Consignes de l'exercice
Résumez le texte source en une seule phrase.

Doté de 2,5 millions d’euros, ce fonds visait « à financer des personnes et des associations qui vont porter des discours pour promouvoir les valeurs de la République et pour lutter contre les discours séparatistes, notamment sur les réseaux sociaux et les plateformes en ligne », avait expliqué Marlène Schiappa en annonçant sa création, six mois après l’assassinat de l’enseignant Samuel Paty en octobre 2020.
Quel était le rôle de Marlène Schiappa dans le processus de sélection des associations ?

Données fournies
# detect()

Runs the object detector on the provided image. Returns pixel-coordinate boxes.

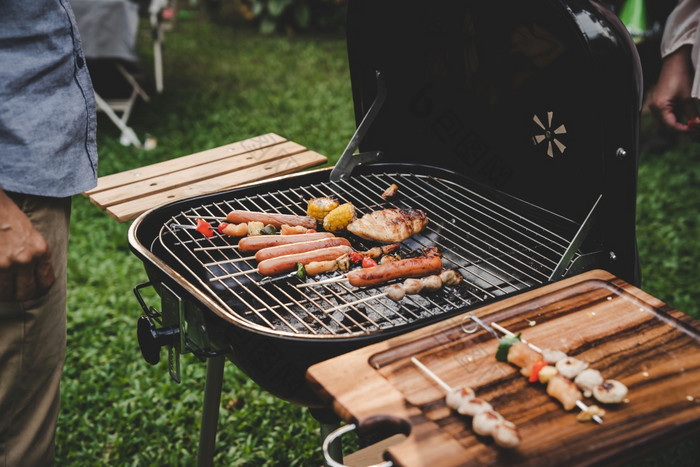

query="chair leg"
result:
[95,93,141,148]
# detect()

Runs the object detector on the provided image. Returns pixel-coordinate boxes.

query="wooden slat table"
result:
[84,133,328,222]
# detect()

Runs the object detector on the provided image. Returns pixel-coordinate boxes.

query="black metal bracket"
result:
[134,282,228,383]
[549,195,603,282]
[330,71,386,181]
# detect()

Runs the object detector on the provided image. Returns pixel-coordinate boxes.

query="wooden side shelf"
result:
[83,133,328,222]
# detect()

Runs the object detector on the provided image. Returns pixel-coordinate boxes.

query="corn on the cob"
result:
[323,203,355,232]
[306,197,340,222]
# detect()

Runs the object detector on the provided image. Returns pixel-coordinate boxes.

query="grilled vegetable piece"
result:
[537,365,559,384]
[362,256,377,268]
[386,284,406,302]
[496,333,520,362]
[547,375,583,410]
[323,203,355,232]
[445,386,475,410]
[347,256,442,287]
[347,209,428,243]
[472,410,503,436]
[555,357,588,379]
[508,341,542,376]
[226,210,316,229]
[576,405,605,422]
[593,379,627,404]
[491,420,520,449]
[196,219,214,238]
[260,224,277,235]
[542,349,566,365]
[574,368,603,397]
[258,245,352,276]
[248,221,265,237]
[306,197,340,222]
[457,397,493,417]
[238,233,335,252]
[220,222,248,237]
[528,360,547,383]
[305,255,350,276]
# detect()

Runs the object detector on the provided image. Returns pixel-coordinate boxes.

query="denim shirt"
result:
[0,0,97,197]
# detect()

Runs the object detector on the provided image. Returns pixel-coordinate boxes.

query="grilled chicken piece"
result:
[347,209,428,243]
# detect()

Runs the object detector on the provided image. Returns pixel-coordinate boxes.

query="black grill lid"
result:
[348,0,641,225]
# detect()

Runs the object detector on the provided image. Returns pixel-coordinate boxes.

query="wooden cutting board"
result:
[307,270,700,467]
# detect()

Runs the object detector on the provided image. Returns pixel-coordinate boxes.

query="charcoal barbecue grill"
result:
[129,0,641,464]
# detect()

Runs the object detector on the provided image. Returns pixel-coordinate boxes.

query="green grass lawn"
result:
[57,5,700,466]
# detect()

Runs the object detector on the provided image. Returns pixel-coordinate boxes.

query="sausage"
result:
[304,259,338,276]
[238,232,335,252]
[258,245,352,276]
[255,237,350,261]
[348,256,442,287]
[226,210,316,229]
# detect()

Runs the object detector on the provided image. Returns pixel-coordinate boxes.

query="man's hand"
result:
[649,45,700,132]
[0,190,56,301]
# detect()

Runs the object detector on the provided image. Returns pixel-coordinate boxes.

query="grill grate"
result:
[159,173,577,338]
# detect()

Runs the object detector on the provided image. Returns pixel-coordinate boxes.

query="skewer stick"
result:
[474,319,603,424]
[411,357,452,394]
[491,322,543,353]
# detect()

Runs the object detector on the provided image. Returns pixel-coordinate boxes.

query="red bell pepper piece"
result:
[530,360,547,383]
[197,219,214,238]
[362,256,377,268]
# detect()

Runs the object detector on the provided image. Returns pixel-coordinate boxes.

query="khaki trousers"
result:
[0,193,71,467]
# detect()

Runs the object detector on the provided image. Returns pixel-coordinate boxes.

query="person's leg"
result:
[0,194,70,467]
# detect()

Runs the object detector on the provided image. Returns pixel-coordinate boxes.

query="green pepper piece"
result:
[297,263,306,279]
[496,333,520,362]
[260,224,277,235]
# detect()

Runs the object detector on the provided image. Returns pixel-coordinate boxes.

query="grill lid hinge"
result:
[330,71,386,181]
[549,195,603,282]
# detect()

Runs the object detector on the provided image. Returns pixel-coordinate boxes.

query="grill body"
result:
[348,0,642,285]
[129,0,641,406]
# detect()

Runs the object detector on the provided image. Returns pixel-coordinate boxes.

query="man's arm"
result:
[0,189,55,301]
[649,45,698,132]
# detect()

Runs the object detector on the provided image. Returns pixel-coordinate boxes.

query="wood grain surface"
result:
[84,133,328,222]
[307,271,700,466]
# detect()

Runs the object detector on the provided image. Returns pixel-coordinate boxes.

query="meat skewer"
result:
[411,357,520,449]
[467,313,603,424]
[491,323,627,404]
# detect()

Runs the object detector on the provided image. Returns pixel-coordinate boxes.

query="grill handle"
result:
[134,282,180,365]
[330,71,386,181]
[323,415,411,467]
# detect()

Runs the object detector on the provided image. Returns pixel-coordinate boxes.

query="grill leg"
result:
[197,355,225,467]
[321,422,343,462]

Réponse rédigée
Doté de 2,5 millions d'euros, ce fonds, dont Marlène Schiappa a annoncé la création six mois après l'assassinat de l'enseignant Samuel Paty en octobre 2020, visait à financer des personnes et des associations chargées de promouvoir les valeurs de la République et de lutter contre les discours séparatistes, notamment sur les réseaux sociaux et les plateformes en ligne.